### Text segment
+++++

According to CNN, Time, and McClatchy, the Justice Department and Congress are examining whether the Trump campaign data analytics operation—led by Kushner—coordinated with the Russians to pull all this off. Congressman Adam Schiff, the top Democrat on the House Intelligence Committee, has said he wants to know whether they “coordinated in any way in terms of targeting or in terms of timing or in terms of any other measure.” If they did, that also would be illegal.
Think this is bad? There’s more. We knew during the campaign that Russian hackers had breached election systems in two states. Now we know that this effort was far more extensive than previously thought. In June 2017, officials from the Department of Homeland Security testified before Congress that election systems in as many as twenty-one states were targeted. Bloomberg News reported that the number could be as high as thirty-nine. According to a leaked NSA report, the accounts of more than a hundred local election officials across the country were also penetrated. In addition, hackers gained access to the software used by poll workers on Election Day. The goal of these intrusions seems to have been accessing voter registration information. Hackers attempted to delete or alter records of particular voters. They could also have used the data to better target their propaganda efforts. According to Time, investigators want to find out if any stolen voter information ended up with the Trump campaign.

+++++

### Task requirements
1. In the election-hacking passage, how many states did Department of Homeland Security officials tell Congress had election systems targeted?
2. Rewrite the part of the election-hacking passage that opens with the words containing "According to CNN, Time, and" and closes with "would be illegal.", substituting "foreign actors" for "Russians".
The entries have nothing to do with the election-hacking passage.

### Excerpted records

+++++

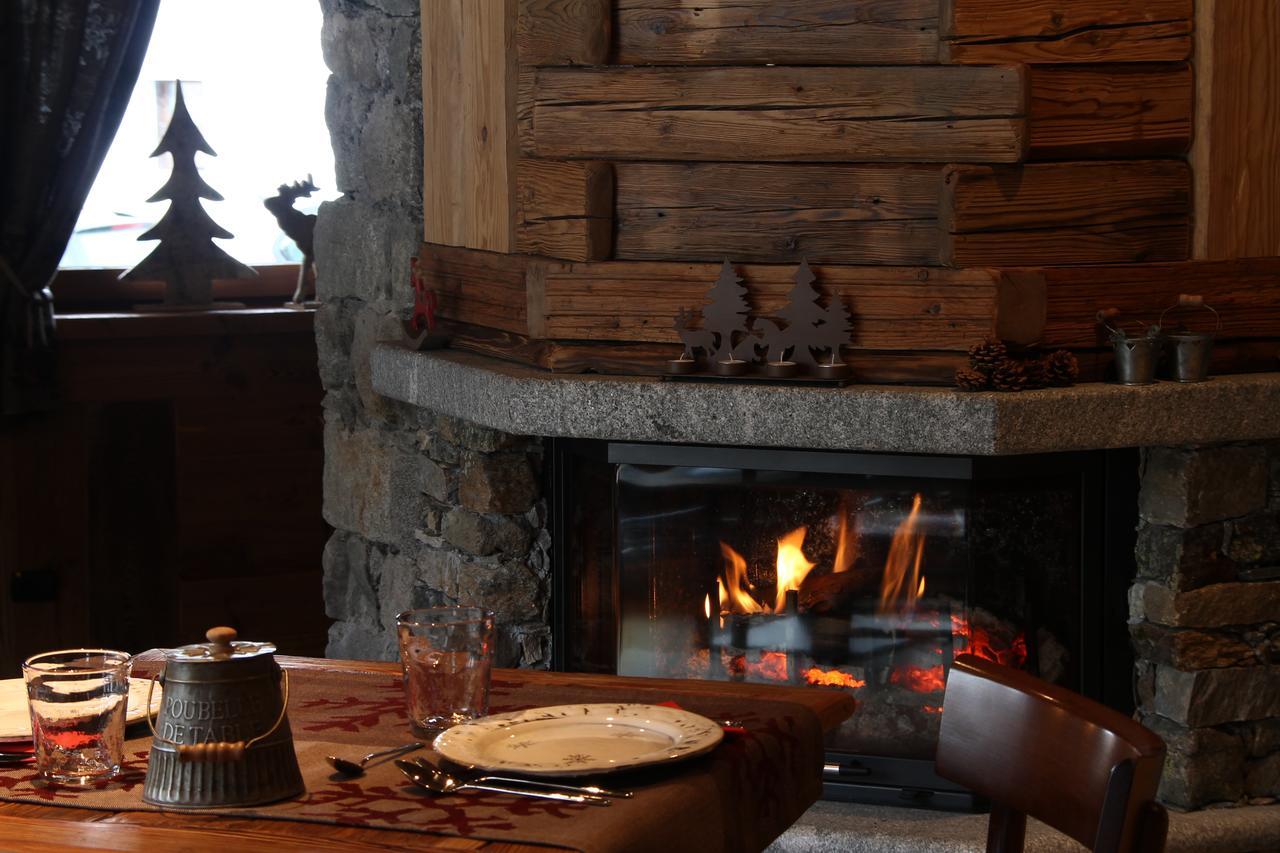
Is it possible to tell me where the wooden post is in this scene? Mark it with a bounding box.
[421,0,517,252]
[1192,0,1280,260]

+++++

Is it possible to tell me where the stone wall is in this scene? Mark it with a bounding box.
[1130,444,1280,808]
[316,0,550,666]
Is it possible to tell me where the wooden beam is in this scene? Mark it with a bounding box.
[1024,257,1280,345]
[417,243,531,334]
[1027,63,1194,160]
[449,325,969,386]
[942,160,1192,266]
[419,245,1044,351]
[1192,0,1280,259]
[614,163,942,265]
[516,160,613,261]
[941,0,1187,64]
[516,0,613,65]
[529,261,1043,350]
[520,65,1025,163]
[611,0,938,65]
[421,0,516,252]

+++++

### Answer set
1. As many as twenty-one states.

2.
According to CNN, Time, and McClatchy, the Justice Department and Congress are examining whether the Trump campaign data analytics operation—led by Kushner—coordinated with the foreign actors to pull all this off. Congressman Adam Schiff, the top Democrat on the House Intelligence Committee, has said he wants to know whether they “coordinated in any way in terms of targeting or in terms of timing or in terms of any other measure.” If they did, that also would be illegal.